TASK STATEMENT: Update the data from the start through the line containing "Return the outline of every instance of the **green" by changing "green pie chart" to "red bar chart" and keeping everything else the same. Give back only those lines.

ENTRIES PROVIDED:
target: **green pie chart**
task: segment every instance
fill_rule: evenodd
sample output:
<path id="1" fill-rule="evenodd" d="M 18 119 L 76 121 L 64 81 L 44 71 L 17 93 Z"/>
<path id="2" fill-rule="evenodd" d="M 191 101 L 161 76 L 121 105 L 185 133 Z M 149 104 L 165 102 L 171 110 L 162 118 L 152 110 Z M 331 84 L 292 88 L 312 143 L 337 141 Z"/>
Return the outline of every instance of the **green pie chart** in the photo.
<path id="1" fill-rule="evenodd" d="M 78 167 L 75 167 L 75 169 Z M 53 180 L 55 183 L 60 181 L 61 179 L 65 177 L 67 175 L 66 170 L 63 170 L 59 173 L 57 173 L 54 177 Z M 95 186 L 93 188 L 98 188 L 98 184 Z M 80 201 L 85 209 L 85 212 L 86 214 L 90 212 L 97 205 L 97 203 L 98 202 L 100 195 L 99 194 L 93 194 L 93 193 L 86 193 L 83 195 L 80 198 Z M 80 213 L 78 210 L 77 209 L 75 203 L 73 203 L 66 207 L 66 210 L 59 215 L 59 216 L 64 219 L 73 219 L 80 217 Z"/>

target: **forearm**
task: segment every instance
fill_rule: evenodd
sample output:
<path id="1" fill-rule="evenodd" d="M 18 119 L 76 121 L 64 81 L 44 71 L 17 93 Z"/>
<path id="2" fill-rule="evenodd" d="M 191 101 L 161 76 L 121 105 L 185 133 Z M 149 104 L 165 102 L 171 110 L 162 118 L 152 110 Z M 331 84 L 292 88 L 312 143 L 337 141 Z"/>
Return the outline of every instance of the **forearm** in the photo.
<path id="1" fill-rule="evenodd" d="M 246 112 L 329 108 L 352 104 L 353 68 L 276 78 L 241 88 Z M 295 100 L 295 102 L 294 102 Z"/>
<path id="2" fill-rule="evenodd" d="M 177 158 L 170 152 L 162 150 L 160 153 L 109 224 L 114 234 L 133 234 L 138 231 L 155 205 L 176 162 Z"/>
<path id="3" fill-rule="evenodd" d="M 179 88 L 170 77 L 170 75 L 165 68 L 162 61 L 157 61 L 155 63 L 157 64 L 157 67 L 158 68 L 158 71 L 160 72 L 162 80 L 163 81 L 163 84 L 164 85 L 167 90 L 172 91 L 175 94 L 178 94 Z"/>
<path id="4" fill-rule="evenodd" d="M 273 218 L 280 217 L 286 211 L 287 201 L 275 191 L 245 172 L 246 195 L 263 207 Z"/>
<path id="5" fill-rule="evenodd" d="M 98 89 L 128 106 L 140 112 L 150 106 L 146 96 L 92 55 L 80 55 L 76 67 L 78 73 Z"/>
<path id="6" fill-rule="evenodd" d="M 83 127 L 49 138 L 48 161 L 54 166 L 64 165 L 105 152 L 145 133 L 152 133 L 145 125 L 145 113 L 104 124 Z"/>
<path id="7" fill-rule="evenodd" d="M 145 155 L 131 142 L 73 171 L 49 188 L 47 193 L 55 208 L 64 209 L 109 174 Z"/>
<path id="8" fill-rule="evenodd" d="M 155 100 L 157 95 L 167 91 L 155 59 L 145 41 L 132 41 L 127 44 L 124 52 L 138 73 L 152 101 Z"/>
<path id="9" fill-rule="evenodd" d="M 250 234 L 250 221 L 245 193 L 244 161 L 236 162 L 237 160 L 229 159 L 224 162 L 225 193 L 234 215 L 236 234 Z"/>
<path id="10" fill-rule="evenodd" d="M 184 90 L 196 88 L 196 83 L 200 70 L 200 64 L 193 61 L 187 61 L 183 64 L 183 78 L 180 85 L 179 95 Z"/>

FINAL ANSWER:
target: **red bar chart**
task: segment every instance
fill_rule: evenodd
sample output:
<path id="1" fill-rule="evenodd" d="M 18 119 L 76 121 L 64 81 L 44 71 L 17 93 Z"/>
<path id="2" fill-rule="evenodd" d="M 191 101 L 161 76 L 121 105 L 185 133 Z M 149 104 L 165 102 L 171 110 L 162 118 L 152 110 Z M 331 84 L 292 88 L 312 143 L 337 141 Z"/>
Return the outline of every instance of the **red bar chart** in the photo.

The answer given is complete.